╭──

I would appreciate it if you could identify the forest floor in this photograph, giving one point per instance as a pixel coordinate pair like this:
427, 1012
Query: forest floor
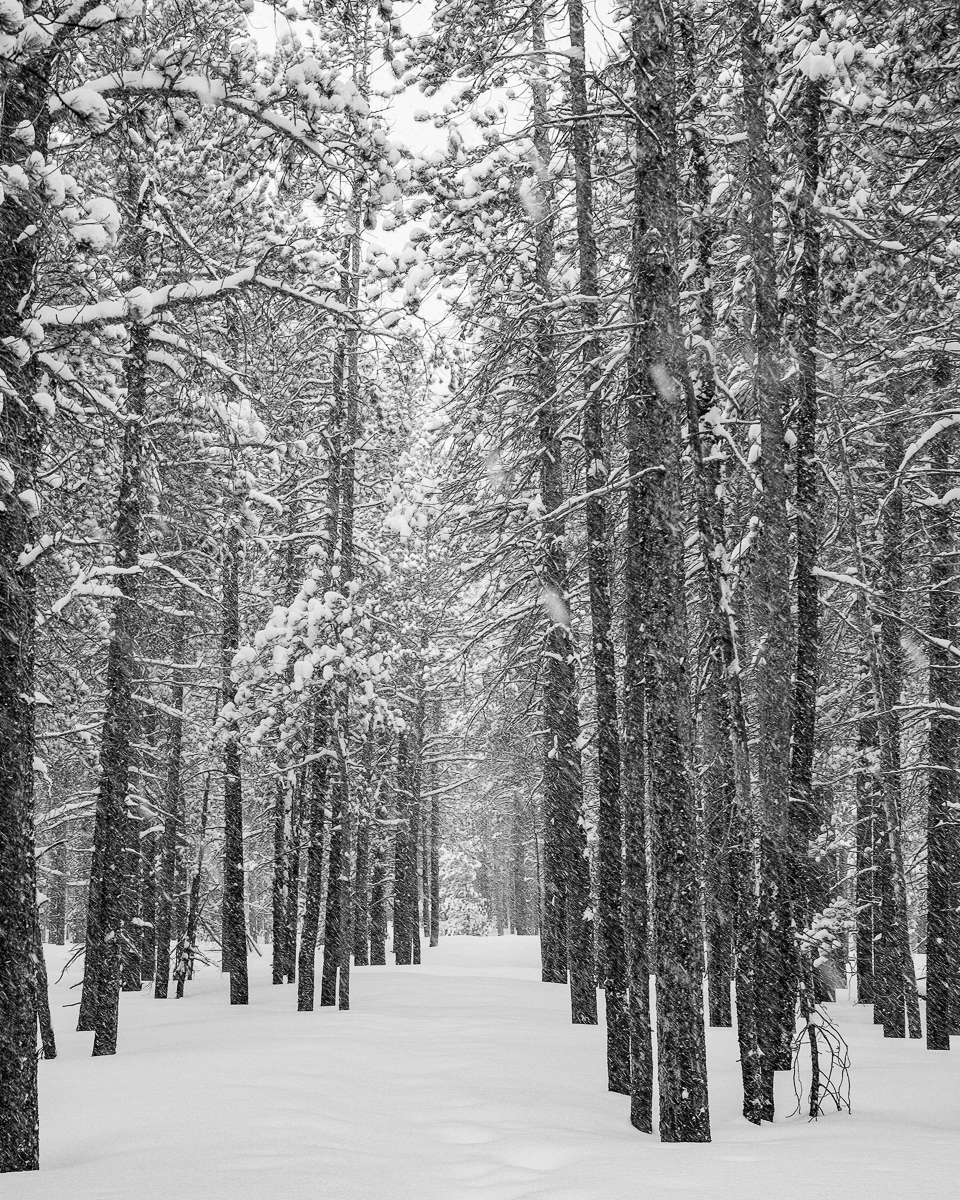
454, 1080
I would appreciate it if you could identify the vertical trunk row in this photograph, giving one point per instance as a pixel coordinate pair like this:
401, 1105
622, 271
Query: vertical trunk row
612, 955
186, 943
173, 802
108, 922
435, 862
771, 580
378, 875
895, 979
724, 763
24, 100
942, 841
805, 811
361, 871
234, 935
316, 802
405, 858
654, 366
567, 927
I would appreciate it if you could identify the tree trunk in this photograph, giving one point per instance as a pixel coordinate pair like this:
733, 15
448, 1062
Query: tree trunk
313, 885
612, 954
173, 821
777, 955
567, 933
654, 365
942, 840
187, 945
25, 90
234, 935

╰──

**TASK GOAL:** Nothing but an exact repeat of the records, pictures excluded, belongs in the answer.

**RESULT OF THIS EXERCISE:**
I would appreciate it if you could identify the forest floor in this photograph, giving one point per instance as a pixel coordinate pair like this:
427, 1012
Query: forest floor
454, 1080
I would appreciate it if you could identify the vertical trunk row in this photograph, giving one point per instance as a pixel coordinate pair like this:
401, 1105
622, 271
Query: vertical trunk row
612, 955
186, 943
173, 802
108, 922
435, 862
771, 580
378, 875
895, 979
724, 763
24, 100
942, 841
805, 811
361, 871
234, 935
316, 802
405, 858
654, 366
567, 927
I would appreciate it if you could identify the tree trunk in this photograph, giving one point per instance as a pixel coordinate pair like this:
733, 15
448, 1062
Query: tree trunk
313, 885
612, 954
173, 821
777, 955
567, 933
654, 365
942, 840
187, 945
25, 90
234, 935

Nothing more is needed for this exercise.